#### TO DO:
Everything from the line that contains "Pointing guideline: for each instance of the toilet lid" through the final line of the records should be written out exactly, and nothing outside that span.

#### TASK INPUT:
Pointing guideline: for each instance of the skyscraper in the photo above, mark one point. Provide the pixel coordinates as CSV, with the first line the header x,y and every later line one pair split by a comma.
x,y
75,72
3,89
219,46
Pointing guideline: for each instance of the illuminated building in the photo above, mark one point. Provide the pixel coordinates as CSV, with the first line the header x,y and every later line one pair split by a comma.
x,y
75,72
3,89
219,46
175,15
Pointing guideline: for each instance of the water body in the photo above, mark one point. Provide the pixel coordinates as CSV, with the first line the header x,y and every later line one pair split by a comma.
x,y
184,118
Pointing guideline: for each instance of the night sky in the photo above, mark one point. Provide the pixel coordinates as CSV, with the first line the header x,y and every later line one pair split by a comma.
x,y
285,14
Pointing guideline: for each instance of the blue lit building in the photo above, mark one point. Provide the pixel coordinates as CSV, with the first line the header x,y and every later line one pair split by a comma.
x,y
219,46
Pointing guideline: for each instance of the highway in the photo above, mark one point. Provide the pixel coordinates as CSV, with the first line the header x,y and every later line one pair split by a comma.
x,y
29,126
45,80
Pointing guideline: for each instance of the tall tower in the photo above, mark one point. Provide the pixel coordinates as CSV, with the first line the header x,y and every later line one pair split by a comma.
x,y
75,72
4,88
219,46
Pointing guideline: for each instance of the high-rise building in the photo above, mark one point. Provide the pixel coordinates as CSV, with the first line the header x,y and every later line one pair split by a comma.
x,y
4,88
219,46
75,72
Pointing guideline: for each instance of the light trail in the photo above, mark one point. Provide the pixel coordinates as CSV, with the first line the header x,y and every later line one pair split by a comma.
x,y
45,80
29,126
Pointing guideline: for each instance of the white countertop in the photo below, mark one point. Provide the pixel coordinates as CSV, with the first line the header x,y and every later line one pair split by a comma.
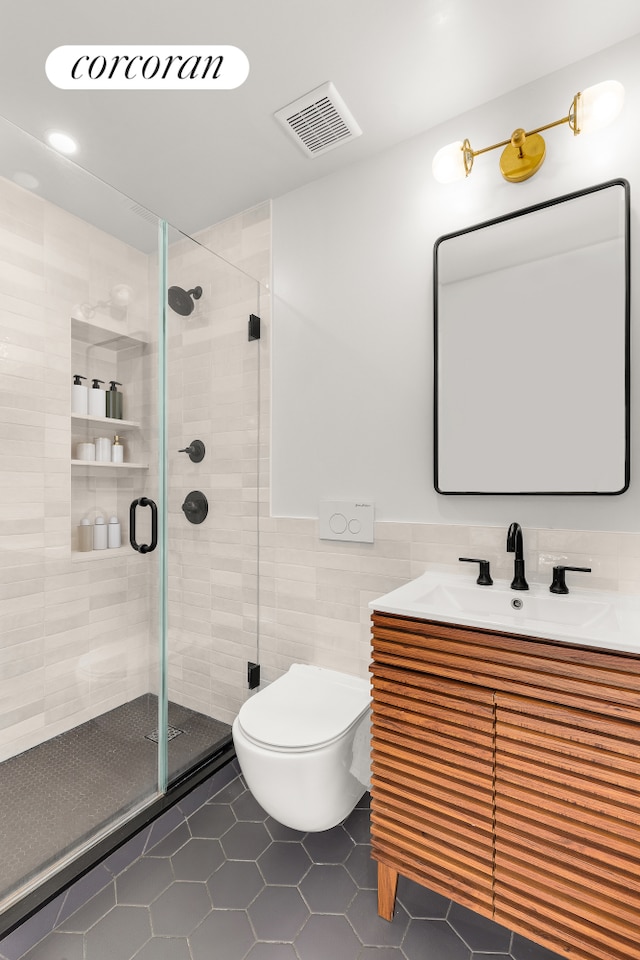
x,y
596,618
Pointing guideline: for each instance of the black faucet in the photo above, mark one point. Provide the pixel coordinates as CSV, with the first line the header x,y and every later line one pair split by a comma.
x,y
514,545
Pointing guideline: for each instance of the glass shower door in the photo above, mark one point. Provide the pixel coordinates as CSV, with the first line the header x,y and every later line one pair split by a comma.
x,y
212,417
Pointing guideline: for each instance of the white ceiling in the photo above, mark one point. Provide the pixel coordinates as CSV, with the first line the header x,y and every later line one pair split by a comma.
x,y
194,158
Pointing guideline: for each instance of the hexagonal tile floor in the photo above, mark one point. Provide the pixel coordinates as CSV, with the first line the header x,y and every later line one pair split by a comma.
x,y
231,882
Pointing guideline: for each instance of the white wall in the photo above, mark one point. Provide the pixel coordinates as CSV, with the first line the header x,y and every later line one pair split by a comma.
x,y
352,308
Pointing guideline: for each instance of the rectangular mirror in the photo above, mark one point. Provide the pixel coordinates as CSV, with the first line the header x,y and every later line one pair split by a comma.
x,y
531,351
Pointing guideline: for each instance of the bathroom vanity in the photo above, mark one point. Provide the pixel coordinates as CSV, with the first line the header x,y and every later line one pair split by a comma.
x,y
506,758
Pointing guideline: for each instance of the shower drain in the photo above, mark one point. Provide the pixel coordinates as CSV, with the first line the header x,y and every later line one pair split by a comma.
x,y
172,733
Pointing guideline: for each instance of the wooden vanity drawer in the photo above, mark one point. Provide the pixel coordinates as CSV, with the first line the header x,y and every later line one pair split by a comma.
x,y
568,827
578,676
506,775
432,776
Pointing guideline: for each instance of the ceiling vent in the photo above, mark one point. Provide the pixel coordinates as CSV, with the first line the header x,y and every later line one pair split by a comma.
x,y
319,121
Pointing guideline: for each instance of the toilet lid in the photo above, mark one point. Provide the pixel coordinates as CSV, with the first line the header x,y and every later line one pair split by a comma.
x,y
307,707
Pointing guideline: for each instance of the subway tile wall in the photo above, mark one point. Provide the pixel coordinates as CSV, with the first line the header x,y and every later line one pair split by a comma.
x,y
56,607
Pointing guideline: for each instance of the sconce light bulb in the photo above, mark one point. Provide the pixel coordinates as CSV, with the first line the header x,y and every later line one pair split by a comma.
x,y
448,165
598,106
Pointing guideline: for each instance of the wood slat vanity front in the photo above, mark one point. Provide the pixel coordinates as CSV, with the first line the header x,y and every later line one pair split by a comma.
x,y
506,776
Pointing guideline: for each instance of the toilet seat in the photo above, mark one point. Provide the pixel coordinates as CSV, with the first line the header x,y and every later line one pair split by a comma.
x,y
324,703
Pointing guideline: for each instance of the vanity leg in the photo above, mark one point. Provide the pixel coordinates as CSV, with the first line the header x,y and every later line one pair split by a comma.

#### ANSWER FOR THIS EXERCISE:
Pointing guideline: for each instance of the toilet lid in the photo above, mark one point. Provide the pixel coordinates as CSV, with the first line the header x,y and every later line one pair split by a comma.
x,y
307,707
Pointing guideline: for each instance of the subway tile wall in the photo above, mark one point. Provide the pixel coordinates as CSV, with the first line the header x,y and every later line one pair split by a comma.
x,y
56,607
Pointing guideline: for each instance of the sconce light bulb in the photo above, mark one point. Provide the pixel coordinates as CSV, with the first line the header x,y and every later line one pair split by a comma.
x,y
448,165
598,106
Pointing guideline: for each instance of the wood slat vanity front in the photo above, mark one point. Provide the pixel coordinates as CSV, with the first line the header x,y and every later line one pair split by a comma.
x,y
506,776
Pointing guideline: for each instance of the toilet seat in the photo above, mark one point. Provide the pixel coordinates as CSV, with the first line the header x,y and every later line one pair split by a comma.
x,y
324,703
Pointing guideline: for each instance of the vanity leg in the photo above, mark one point. Provide the pixel coordinates as CSV, with the first line the header x,y and every later line one pair split by a comma.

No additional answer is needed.